Stored items from a collection:
((

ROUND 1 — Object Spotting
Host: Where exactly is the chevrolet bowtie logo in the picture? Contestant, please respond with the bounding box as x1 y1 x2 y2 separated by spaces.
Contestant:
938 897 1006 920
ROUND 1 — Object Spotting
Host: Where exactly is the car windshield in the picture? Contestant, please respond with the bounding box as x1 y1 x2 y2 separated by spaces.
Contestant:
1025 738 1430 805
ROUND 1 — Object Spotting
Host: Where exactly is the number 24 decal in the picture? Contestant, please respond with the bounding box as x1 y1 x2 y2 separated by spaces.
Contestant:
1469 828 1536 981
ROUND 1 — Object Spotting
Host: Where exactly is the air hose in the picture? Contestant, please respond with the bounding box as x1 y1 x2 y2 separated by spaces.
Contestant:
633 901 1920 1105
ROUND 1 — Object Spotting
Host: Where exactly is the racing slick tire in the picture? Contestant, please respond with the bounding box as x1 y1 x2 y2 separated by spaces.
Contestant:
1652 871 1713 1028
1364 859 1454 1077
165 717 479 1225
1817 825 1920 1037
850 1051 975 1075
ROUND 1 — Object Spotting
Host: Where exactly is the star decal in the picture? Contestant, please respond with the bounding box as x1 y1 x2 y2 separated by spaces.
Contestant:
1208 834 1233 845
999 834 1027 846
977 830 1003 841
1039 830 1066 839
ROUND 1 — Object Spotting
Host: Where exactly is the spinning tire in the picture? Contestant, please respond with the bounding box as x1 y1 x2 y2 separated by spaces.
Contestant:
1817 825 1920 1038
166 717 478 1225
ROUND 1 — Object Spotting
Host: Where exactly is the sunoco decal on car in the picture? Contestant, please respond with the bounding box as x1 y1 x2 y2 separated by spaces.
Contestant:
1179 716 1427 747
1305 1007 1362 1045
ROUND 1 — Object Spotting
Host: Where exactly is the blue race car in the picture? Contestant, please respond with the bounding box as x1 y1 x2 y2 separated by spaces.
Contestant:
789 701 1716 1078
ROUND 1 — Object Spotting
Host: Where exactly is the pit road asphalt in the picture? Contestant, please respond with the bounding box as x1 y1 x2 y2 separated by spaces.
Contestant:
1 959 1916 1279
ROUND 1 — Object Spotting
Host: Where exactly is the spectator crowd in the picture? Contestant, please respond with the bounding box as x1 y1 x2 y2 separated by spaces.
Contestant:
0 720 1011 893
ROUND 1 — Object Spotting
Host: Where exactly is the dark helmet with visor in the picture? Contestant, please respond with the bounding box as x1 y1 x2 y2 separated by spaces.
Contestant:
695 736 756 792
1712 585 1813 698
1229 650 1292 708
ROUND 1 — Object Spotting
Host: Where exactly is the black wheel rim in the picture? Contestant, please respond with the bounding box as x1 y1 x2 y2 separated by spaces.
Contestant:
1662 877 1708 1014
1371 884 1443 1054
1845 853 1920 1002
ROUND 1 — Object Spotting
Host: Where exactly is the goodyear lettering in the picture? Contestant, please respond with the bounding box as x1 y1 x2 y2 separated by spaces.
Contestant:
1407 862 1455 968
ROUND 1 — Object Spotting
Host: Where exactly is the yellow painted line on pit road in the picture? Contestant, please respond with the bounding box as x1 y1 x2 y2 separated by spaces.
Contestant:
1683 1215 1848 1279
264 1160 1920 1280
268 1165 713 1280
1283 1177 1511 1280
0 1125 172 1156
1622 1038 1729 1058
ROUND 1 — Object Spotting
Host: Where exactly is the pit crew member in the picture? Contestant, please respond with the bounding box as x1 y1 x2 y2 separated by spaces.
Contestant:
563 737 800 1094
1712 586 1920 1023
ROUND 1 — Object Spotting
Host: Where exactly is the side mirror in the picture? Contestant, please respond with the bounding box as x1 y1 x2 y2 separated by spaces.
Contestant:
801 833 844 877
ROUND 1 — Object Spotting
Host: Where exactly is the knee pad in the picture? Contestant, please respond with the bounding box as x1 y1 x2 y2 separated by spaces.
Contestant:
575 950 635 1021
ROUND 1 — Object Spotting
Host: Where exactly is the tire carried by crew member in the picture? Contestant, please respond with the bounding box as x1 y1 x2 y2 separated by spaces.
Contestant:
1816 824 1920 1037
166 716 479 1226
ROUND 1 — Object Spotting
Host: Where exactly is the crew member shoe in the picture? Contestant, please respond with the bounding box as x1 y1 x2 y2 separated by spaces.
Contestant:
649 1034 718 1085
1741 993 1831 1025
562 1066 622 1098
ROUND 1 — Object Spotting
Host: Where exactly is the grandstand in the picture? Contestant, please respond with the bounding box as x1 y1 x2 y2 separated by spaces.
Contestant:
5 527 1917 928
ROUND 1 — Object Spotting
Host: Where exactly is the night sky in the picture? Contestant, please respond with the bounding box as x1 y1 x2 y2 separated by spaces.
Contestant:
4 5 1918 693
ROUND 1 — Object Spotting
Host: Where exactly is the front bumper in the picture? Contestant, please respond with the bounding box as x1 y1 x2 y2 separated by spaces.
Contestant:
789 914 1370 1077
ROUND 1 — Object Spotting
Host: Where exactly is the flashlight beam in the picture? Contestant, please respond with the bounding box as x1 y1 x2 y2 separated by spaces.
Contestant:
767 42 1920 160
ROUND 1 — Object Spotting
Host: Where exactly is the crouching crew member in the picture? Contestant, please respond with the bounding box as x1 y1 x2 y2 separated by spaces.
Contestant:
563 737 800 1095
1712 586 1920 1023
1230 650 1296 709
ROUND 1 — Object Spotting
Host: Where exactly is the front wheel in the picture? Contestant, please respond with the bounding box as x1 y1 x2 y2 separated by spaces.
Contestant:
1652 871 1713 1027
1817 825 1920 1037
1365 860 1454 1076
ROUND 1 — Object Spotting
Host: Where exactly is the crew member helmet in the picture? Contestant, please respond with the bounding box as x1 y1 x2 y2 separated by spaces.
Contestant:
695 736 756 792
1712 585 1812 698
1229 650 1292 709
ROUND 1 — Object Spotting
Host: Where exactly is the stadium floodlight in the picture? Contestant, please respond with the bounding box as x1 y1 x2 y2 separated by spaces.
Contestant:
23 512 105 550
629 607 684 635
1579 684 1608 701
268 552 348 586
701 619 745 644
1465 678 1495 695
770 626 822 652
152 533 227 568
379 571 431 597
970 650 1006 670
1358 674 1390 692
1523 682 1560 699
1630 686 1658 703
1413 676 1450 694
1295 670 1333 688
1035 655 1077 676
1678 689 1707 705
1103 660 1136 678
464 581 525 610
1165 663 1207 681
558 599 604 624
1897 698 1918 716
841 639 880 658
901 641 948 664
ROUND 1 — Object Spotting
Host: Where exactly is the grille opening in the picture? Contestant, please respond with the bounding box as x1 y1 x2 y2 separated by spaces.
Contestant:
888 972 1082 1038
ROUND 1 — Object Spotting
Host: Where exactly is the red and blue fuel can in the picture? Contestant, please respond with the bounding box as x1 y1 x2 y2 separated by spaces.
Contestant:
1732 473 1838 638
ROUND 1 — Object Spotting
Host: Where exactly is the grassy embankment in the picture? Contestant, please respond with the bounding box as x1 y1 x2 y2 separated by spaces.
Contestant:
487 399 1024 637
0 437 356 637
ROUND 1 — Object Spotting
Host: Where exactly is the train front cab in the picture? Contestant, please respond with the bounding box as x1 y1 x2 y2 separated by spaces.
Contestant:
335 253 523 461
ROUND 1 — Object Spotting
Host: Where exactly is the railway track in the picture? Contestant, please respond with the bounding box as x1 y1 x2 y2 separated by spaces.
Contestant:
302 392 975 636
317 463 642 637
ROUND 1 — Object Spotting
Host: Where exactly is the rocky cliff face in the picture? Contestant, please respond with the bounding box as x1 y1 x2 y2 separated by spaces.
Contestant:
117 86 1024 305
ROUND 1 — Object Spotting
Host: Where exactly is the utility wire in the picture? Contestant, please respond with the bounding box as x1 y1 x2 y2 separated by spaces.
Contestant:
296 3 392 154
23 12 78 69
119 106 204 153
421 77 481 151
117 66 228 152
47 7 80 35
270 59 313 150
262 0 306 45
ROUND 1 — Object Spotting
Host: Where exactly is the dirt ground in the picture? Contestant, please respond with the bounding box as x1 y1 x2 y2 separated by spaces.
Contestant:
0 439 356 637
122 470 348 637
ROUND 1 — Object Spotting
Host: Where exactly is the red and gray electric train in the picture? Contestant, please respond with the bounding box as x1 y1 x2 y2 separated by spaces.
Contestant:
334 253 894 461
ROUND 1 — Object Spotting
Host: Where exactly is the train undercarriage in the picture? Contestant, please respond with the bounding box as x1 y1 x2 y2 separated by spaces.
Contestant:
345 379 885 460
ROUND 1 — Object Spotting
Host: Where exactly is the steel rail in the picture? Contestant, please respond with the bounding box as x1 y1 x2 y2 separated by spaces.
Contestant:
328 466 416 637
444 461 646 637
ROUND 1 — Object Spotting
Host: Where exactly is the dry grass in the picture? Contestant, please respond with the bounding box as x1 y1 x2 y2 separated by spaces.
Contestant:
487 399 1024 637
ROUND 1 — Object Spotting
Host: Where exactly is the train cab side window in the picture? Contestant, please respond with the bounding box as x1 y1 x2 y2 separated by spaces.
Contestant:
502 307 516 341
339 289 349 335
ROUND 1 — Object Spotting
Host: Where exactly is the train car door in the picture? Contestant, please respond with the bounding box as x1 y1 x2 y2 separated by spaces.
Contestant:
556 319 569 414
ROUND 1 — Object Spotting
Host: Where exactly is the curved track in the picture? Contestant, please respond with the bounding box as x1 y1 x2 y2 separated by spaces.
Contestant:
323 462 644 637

))

* ACTIVITY: For every line above with the word "crew" in it, make a copy.

* EXERCISE RESPONSE:
Host: Where exactly is the pit crew member in the picture? Contestant, please respond with the bounding box as x1 y1 x2 y2 separated by spaces.
Host: Where exactly is the tire carried by crew member in the picture? Contestant, please respond with the bounding box as x1 y1 x2 y2 separated by spaces.
Host: Where exactly is the crew member shoe in the picture? Contestant, please respond with the bounding box as x1 y1 x2 y2 separated by spaces.
Host: Where exactly is the crouching crew member in the picture? Contestant, please respond with the bounding box as x1 y1 x2 y2 separated by spaces.
Host: Where exactly is the crew member helmet in the picture? Contestant, please respond with the bounding box as x1 y1 x2 y2 separated by spaces.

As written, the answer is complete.